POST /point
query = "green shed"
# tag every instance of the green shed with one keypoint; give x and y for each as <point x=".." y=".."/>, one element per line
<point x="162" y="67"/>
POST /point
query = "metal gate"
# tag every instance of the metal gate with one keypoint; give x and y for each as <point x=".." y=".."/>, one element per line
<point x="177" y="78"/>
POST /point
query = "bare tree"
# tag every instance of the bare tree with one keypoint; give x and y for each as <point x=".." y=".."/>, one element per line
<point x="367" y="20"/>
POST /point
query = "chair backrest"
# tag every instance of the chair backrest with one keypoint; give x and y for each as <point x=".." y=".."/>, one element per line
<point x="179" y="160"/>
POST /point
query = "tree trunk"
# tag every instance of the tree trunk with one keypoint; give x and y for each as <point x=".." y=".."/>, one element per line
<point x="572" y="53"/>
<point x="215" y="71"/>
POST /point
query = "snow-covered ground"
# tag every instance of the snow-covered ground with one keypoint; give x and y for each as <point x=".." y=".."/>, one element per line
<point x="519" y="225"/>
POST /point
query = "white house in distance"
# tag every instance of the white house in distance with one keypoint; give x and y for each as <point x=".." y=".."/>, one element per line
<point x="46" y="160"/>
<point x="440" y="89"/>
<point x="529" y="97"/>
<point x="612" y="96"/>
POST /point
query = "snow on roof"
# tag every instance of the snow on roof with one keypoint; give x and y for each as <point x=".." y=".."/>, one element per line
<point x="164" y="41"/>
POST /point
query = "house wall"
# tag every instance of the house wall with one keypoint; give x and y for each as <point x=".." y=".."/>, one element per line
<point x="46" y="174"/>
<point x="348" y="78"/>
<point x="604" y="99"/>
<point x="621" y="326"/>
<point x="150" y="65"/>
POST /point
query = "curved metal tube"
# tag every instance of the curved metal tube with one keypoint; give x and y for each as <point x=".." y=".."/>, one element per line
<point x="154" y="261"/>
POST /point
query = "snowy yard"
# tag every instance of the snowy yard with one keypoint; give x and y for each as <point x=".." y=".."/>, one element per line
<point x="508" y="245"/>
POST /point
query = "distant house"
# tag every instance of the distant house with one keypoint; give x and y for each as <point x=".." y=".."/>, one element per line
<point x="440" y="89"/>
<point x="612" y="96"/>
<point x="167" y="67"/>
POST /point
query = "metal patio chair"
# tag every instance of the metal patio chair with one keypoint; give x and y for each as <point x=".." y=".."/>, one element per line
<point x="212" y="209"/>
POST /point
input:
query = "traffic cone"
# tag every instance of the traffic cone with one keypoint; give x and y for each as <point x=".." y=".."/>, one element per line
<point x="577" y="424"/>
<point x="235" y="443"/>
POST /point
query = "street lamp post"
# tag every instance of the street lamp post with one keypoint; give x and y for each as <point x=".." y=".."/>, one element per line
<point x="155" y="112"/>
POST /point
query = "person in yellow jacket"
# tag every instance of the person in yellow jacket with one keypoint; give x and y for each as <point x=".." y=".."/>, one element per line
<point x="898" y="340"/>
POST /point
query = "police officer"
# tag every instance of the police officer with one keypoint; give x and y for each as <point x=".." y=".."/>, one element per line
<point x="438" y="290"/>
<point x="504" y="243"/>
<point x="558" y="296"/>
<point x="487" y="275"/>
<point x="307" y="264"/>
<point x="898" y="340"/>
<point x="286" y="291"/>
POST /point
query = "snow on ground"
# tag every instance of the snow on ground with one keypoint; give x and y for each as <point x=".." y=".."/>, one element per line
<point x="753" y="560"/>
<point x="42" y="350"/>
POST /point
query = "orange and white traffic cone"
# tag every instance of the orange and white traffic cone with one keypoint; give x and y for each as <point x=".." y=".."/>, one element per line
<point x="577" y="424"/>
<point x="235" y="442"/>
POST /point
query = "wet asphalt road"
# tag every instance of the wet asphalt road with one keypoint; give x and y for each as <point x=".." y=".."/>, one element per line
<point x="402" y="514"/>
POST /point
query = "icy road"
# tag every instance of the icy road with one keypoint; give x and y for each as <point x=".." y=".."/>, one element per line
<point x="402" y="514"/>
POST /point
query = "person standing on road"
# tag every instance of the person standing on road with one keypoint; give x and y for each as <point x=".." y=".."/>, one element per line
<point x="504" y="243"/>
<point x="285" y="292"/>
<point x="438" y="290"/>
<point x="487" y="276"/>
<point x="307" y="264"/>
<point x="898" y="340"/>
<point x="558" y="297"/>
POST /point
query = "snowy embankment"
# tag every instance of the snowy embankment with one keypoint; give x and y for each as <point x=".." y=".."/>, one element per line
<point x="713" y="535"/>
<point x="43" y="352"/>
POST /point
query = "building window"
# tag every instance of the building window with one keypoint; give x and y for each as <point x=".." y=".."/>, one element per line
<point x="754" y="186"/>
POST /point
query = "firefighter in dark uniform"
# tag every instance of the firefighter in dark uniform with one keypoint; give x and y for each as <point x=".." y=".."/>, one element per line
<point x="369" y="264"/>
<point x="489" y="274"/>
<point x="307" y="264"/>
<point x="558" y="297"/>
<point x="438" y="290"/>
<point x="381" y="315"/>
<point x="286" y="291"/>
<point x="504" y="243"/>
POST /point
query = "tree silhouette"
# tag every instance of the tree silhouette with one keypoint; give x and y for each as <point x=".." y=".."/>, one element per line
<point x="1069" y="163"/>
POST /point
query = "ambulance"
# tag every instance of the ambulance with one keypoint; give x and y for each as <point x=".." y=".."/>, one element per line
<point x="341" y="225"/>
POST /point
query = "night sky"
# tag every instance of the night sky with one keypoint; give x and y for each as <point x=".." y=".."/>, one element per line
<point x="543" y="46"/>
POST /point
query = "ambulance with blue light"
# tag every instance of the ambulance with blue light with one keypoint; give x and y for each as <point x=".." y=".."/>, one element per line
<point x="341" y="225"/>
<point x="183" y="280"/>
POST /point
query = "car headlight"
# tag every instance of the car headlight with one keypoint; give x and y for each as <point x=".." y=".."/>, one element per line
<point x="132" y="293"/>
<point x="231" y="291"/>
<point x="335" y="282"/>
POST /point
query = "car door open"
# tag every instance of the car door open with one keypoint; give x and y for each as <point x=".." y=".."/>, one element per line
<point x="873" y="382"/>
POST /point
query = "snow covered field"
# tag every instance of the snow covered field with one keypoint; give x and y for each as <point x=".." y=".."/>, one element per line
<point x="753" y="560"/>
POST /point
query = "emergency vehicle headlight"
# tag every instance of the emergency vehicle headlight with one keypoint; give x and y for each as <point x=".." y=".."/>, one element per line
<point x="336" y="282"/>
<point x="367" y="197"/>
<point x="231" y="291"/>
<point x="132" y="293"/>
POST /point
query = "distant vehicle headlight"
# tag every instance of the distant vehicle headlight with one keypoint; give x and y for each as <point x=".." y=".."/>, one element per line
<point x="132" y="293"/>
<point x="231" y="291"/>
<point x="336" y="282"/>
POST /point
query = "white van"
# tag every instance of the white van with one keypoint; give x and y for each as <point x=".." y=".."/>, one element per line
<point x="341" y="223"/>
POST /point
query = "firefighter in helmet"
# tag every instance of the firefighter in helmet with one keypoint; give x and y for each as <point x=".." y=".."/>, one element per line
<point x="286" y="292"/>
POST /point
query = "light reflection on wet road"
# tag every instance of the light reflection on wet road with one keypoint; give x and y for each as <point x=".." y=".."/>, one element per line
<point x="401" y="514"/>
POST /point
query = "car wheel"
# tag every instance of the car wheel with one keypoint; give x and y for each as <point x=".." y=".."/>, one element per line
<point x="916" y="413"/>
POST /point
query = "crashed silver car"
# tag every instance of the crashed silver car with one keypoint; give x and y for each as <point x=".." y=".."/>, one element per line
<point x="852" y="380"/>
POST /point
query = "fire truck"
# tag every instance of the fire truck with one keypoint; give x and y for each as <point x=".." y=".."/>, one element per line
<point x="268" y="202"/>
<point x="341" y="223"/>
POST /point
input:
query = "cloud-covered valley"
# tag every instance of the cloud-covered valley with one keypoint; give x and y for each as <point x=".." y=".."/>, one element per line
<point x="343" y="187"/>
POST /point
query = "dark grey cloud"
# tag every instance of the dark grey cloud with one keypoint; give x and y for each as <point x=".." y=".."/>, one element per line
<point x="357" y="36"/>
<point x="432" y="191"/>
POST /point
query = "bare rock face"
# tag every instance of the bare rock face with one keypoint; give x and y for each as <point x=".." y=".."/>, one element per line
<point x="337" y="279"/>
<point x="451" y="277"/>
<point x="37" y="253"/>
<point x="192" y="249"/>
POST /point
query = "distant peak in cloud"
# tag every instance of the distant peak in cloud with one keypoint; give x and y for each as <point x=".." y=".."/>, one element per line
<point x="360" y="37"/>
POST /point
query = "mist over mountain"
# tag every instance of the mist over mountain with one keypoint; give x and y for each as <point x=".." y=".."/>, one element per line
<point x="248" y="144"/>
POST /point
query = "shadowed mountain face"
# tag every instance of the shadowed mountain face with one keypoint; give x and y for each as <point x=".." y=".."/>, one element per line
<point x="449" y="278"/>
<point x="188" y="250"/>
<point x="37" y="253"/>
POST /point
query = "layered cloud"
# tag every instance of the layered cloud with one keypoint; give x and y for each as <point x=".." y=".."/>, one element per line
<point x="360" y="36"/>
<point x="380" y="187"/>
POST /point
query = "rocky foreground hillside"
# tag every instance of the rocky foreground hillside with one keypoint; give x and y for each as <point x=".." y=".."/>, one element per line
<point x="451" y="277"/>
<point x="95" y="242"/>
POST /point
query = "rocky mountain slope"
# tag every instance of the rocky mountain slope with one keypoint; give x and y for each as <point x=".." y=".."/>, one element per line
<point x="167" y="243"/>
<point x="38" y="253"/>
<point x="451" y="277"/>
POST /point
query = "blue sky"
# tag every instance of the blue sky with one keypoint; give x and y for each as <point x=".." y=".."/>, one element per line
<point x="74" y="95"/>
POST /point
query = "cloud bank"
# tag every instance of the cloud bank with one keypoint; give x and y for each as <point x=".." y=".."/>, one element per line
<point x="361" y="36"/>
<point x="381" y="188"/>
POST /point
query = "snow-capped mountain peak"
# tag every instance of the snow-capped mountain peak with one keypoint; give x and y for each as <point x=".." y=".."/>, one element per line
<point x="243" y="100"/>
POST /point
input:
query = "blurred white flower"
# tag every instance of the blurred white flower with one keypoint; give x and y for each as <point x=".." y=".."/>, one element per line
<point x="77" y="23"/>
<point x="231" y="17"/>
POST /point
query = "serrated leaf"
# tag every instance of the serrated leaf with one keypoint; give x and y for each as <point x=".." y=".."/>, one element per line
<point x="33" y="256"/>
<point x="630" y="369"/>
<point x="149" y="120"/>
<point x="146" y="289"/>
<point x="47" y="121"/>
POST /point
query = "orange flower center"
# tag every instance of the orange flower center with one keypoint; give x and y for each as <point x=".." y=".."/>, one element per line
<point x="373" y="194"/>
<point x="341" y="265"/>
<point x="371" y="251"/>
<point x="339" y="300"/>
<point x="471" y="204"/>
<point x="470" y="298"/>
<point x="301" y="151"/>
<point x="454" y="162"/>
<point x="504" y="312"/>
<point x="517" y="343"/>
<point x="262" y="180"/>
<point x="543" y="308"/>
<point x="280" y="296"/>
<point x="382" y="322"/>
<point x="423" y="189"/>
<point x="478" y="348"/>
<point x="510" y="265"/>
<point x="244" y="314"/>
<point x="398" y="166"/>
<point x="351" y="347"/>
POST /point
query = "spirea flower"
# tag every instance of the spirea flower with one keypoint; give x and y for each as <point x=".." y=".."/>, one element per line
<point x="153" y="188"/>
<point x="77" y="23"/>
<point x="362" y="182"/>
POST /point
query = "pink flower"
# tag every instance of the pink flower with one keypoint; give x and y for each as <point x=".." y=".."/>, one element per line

:::::

» Exercise details
Please go through the entries and show every line with the word "pink".

» Exercise result
query = "pink flower"
# tag every instance of the pink flower with one keypoint; give x and y for each as <point x=".." y=".."/>, one element per line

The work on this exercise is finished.